### Task objective
Select every line of the records below that contains the word "officer", and copy each one. Case counts.

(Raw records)
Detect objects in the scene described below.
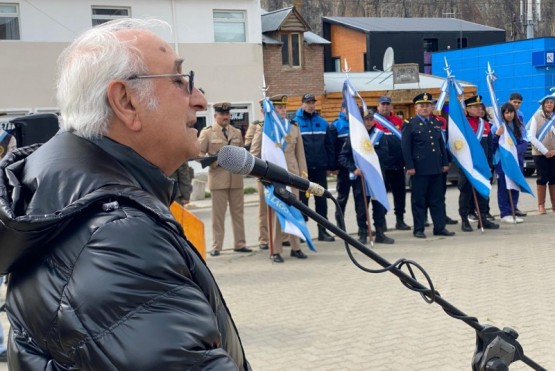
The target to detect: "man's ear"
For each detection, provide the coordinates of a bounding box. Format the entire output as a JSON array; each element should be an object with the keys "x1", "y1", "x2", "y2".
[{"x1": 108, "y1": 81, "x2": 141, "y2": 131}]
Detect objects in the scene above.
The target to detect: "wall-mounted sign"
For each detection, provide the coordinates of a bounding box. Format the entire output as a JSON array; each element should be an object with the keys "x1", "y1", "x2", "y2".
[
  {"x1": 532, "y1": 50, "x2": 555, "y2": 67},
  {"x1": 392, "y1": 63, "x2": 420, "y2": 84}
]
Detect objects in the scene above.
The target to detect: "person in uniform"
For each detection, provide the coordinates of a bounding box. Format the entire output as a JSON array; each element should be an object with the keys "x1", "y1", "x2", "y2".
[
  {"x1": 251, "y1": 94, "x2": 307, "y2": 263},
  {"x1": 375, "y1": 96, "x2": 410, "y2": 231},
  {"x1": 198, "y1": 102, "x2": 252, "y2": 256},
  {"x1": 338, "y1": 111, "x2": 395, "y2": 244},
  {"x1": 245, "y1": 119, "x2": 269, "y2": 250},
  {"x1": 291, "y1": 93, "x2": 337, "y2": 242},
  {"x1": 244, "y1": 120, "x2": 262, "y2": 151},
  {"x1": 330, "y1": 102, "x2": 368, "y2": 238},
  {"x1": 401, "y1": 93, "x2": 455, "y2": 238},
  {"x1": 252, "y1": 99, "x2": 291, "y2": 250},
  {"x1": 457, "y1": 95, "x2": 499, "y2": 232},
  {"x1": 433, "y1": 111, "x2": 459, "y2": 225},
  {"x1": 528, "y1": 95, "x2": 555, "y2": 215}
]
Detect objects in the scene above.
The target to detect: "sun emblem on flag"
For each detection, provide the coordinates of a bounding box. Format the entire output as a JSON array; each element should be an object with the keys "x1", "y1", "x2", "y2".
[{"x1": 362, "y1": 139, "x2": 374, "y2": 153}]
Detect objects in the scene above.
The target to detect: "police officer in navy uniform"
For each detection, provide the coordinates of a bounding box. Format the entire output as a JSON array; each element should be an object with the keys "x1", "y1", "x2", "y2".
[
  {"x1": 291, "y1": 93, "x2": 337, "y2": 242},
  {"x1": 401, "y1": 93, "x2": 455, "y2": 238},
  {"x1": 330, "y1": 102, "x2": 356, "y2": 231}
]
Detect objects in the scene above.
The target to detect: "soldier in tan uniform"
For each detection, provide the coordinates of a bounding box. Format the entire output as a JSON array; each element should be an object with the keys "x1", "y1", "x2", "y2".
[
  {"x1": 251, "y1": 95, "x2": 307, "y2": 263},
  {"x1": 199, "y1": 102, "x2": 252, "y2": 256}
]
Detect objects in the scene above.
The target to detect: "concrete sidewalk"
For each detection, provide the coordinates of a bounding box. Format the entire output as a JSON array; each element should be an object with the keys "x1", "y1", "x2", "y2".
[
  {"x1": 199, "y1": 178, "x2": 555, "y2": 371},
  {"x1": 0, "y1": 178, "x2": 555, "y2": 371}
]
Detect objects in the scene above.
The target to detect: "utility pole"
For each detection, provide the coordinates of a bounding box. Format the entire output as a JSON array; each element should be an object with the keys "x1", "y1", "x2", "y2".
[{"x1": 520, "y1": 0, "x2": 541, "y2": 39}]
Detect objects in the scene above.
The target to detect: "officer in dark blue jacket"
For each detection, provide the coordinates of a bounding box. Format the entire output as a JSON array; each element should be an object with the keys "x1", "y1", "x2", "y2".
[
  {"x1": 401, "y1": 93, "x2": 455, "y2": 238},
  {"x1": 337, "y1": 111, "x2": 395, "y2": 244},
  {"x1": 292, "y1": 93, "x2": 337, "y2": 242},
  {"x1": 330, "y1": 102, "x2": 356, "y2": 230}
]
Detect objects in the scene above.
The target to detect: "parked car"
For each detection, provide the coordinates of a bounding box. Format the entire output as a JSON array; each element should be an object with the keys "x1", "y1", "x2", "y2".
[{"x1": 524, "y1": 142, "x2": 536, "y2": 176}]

### Completed exercise
The target to detect: "police officer in navy uniform"
The target to detect: "officer in dark blue jacket"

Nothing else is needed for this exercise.